EXERCISE: Restate word for word the run of lines that begins at the one containing "One point lands on each instance of the cheddar" and ends at the last line of the listing.

EXERCISE INPUTS:
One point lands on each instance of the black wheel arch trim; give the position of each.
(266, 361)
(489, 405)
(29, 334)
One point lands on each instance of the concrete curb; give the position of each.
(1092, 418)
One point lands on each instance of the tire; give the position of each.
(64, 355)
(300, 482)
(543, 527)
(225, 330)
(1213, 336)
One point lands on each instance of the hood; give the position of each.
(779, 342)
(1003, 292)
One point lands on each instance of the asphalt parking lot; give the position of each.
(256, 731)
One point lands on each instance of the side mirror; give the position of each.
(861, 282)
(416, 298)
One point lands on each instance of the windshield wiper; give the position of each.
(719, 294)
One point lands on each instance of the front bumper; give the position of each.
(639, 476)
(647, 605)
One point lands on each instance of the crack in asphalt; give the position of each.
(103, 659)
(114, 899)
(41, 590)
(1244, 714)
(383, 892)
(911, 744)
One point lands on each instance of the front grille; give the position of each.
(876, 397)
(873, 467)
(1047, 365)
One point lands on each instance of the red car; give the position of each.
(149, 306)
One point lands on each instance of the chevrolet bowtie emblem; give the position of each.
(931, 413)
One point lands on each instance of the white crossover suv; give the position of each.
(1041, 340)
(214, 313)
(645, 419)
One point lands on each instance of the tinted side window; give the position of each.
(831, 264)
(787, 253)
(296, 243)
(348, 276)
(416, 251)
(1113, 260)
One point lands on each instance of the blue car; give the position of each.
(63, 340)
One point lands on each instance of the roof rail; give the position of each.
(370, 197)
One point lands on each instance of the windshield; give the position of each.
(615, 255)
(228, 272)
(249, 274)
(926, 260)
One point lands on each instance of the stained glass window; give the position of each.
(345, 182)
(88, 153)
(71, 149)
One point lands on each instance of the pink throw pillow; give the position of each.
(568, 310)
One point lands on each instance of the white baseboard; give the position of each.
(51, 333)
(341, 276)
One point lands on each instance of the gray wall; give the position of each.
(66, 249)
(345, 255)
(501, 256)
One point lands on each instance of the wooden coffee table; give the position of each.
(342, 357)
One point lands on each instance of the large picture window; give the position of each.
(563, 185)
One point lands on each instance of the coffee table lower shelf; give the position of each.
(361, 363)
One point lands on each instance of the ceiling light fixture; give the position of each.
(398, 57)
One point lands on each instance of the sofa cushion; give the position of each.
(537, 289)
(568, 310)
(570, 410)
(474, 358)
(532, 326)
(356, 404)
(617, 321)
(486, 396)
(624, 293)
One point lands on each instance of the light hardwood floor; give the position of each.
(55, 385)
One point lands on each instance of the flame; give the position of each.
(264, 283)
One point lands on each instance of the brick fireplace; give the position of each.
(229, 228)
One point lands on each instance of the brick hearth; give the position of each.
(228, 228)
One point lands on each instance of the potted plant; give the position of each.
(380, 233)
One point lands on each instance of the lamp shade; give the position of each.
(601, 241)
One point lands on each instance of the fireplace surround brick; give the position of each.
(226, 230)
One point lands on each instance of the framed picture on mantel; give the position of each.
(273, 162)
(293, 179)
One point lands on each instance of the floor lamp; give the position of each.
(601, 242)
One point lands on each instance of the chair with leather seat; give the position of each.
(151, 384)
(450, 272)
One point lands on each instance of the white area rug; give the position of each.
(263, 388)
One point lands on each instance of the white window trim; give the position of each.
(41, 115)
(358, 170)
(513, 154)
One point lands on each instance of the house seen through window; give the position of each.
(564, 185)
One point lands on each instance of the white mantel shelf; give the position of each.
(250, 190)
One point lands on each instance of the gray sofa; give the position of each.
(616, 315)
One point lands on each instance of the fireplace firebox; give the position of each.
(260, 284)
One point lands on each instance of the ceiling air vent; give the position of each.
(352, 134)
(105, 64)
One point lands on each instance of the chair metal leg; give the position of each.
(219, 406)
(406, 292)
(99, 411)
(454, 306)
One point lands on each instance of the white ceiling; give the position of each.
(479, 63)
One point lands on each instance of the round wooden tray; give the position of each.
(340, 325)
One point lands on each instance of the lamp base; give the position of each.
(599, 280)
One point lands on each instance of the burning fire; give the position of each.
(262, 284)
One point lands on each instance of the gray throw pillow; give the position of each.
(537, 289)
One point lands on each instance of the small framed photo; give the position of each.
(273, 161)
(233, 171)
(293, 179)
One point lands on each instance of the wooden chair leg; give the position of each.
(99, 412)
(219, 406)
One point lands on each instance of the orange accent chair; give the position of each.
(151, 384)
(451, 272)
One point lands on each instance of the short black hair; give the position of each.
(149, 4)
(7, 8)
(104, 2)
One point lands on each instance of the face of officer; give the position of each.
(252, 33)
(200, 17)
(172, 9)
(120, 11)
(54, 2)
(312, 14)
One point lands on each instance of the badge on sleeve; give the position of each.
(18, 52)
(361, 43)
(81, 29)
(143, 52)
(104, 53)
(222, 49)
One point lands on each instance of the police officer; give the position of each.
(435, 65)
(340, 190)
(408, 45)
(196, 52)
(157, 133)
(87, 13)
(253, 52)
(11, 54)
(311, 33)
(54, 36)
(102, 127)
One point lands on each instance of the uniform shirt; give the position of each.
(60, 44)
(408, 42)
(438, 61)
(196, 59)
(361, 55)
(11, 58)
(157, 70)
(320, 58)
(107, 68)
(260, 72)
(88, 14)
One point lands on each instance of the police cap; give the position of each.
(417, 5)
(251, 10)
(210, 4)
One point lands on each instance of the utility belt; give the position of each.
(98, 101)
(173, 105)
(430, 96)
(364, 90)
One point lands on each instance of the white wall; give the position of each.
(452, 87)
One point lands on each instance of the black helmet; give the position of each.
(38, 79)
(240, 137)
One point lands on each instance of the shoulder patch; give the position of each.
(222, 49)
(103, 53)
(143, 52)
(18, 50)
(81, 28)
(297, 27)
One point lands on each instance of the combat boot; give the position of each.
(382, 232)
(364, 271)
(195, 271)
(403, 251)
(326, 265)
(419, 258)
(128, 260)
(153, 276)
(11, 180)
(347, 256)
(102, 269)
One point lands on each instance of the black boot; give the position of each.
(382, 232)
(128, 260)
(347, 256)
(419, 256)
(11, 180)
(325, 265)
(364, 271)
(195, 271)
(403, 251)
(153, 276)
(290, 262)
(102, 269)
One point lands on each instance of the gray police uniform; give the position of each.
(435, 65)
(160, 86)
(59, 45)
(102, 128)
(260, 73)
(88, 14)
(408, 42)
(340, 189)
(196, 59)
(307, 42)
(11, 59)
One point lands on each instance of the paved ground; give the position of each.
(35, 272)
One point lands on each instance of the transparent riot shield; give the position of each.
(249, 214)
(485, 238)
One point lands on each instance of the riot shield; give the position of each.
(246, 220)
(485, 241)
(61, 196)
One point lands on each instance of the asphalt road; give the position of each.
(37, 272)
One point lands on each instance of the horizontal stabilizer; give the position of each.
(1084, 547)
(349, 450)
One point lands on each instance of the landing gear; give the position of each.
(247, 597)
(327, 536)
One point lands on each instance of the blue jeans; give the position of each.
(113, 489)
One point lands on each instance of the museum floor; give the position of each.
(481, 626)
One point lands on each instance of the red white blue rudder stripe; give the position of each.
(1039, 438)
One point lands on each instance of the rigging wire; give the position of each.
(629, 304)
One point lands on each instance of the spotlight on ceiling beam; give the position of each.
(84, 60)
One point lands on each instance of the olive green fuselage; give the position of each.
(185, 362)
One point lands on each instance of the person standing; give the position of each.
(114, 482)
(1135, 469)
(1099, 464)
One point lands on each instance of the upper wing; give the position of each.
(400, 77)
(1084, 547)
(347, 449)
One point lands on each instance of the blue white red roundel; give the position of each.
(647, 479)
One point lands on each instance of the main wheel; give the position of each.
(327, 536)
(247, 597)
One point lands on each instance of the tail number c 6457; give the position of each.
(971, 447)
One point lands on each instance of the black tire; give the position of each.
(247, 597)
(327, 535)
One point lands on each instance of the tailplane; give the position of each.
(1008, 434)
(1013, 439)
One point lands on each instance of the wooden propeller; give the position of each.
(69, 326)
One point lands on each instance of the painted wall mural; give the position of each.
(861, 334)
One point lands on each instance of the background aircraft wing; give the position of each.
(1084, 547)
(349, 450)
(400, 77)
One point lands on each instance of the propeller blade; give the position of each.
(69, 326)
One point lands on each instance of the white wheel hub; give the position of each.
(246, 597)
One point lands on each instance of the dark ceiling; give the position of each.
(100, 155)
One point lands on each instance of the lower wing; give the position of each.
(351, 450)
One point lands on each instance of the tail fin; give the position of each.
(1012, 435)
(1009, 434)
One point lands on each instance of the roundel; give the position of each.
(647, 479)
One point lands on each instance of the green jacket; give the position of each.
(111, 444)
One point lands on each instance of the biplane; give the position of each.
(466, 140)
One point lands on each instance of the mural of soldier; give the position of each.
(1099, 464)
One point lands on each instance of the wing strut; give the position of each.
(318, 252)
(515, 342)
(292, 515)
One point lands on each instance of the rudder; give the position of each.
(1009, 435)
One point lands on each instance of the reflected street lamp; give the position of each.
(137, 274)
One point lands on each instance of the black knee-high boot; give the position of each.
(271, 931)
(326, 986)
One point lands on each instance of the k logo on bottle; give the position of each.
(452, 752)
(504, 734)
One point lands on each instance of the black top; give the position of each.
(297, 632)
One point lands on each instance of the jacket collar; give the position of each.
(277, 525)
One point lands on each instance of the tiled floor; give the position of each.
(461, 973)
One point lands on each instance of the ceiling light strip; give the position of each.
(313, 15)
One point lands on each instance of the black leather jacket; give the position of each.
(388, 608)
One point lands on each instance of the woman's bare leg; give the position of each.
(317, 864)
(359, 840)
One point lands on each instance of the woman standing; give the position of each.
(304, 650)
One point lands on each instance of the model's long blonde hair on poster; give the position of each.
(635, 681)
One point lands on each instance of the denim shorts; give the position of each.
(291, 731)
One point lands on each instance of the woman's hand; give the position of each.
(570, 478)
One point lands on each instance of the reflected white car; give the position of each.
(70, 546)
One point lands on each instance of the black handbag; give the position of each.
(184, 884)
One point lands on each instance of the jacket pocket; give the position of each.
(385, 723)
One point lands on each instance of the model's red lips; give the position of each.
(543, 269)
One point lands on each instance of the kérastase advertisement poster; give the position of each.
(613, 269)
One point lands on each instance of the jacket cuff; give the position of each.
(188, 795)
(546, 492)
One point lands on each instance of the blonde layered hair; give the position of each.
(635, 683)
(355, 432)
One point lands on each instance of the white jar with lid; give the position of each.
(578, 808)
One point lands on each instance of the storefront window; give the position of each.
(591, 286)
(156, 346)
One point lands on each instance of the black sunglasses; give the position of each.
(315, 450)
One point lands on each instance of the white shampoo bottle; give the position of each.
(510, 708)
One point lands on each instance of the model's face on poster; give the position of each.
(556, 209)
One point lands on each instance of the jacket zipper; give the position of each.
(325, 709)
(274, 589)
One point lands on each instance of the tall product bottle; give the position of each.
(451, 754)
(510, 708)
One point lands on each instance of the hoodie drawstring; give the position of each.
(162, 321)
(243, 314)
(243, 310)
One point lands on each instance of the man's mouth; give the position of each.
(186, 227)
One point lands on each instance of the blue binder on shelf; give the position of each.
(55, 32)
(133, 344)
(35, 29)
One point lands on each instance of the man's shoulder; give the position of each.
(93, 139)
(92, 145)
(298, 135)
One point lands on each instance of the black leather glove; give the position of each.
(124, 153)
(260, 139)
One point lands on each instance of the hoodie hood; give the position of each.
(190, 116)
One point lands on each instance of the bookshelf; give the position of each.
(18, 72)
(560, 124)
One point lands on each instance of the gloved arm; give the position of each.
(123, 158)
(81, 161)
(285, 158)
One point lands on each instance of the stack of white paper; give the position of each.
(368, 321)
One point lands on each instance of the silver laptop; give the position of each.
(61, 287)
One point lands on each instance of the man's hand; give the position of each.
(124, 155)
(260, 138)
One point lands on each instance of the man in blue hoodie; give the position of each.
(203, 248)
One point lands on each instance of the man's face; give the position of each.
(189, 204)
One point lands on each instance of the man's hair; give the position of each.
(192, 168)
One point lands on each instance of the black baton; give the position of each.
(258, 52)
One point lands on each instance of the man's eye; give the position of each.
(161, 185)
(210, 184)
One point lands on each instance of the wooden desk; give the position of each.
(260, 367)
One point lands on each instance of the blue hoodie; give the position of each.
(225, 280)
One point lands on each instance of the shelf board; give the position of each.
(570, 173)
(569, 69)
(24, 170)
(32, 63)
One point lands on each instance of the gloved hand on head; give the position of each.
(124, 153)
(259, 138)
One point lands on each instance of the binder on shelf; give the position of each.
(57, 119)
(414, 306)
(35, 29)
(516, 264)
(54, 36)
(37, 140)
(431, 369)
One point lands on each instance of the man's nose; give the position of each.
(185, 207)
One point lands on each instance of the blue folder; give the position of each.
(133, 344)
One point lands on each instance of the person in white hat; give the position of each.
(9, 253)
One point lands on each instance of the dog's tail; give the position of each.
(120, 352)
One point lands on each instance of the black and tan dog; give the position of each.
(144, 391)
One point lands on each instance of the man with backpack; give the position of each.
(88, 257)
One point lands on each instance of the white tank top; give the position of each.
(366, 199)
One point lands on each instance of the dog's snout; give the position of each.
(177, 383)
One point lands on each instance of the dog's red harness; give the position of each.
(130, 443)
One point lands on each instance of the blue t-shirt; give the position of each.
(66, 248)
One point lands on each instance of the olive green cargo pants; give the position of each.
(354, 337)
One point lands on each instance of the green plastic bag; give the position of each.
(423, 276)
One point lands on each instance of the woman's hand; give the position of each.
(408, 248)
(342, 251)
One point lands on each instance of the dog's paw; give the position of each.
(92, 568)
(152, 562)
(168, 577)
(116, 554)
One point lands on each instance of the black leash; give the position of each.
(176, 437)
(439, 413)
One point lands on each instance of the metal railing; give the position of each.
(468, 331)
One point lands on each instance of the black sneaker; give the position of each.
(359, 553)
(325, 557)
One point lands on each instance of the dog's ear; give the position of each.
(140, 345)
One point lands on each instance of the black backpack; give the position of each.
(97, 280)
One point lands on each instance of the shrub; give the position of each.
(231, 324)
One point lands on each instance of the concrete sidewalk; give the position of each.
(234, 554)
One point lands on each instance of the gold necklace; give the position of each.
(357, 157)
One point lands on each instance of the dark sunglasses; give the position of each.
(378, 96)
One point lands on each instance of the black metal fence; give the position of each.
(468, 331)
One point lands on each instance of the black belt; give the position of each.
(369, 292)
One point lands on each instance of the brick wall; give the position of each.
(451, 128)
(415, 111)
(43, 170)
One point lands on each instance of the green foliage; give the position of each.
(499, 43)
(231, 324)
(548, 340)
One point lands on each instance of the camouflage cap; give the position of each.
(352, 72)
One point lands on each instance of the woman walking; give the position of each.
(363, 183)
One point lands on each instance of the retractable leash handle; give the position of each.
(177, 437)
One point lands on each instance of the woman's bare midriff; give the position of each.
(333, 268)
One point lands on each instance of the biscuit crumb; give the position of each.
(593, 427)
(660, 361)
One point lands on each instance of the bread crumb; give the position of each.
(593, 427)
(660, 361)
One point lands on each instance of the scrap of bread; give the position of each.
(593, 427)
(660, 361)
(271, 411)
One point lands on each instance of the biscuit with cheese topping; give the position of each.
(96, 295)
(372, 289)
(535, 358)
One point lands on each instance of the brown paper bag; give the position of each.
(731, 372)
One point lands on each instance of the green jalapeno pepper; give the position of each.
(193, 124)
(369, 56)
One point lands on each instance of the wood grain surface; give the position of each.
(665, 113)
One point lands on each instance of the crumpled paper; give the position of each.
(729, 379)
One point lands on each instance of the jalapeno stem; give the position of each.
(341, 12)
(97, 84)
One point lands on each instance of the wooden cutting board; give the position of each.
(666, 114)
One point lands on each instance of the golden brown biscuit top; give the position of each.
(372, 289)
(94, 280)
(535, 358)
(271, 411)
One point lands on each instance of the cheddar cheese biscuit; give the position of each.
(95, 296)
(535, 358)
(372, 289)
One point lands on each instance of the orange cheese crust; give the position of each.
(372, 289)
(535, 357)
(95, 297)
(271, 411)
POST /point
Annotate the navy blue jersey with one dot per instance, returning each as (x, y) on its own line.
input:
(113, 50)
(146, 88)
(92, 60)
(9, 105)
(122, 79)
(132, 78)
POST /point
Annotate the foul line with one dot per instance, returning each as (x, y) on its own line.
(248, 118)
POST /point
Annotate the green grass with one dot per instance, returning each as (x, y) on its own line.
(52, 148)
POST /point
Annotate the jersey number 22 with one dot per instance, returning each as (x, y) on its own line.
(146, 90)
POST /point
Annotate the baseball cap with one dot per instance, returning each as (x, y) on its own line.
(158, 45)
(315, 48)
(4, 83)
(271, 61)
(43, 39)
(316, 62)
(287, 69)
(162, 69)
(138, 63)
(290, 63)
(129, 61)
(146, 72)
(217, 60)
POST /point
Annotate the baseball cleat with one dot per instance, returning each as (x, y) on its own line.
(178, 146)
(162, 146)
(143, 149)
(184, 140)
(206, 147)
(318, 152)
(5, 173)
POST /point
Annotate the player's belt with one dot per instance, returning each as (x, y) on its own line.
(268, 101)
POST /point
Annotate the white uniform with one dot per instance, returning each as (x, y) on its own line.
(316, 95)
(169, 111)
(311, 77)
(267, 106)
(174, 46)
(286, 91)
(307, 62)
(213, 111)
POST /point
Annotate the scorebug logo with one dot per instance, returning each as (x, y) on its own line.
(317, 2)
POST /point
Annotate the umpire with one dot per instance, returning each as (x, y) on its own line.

ANSWER SPACE:
One point lands on each instance of the cheddar cheese biscuit; give the position of each.
(95, 296)
(535, 358)
(372, 289)
One point lands on each instance of the orange cheese crust; give the position of each.
(372, 289)
(535, 357)
(95, 297)
(271, 411)
POST /point
Annotate the navy blue jersey with one dot per instance, returning each as (x, y) on its own line.
input:
(113, 50)
(146, 88)
(92, 60)
(9, 105)
(122, 79)
(132, 78)
POST /point
Annotate the foul line with one dot per instance, returning each as (x, y) on its own line.
(248, 118)
POST /point
Annotate the green grass with one dot per instance, returning each as (x, y) on its own line.
(52, 148)
POST /point
Annotate the jersey number 22 with one dot per instance, returning each as (x, y) on its own line.
(146, 90)
POST /point
Annotate the baseball cap with one dot per instance, returning each as (x, y) on its own line.
(158, 45)
(315, 48)
(4, 83)
(271, 61)
(43, 39)
(316, 62)
(287, 69)
(162, 69)
(138, 63)
(290, 63)
(129, 61)
(146, 72)
(217, 60)
POST /point
Annotate the baseball cleat with one dot per instance, returning each as (x, y) on its own line.
(178, 146)
(162, 146)
(143, 149)
(184, 140)
(206, 147)
(318, 152)
(5, 173)
POST /point
Annotate the player's belt with one dot per instance, returning each as (x, y) on its own line.
(268, 101)
POST /point
Annotate the white uniform with one dot per instance, returning each as (x, y) on its own line.
(316, 95)
(169, 111)
(311, 77)
(267, 106)
(174, 46)
(286, 91)
(307, 62)
(213, 111)
POST /point
Annotate the scorebug logo with one dot per instance, returning each as (x, y) on its own line.
(317, 2)
POST /point
Annotate the umpire with one dot per instance, returning each as (x, y) on its own line.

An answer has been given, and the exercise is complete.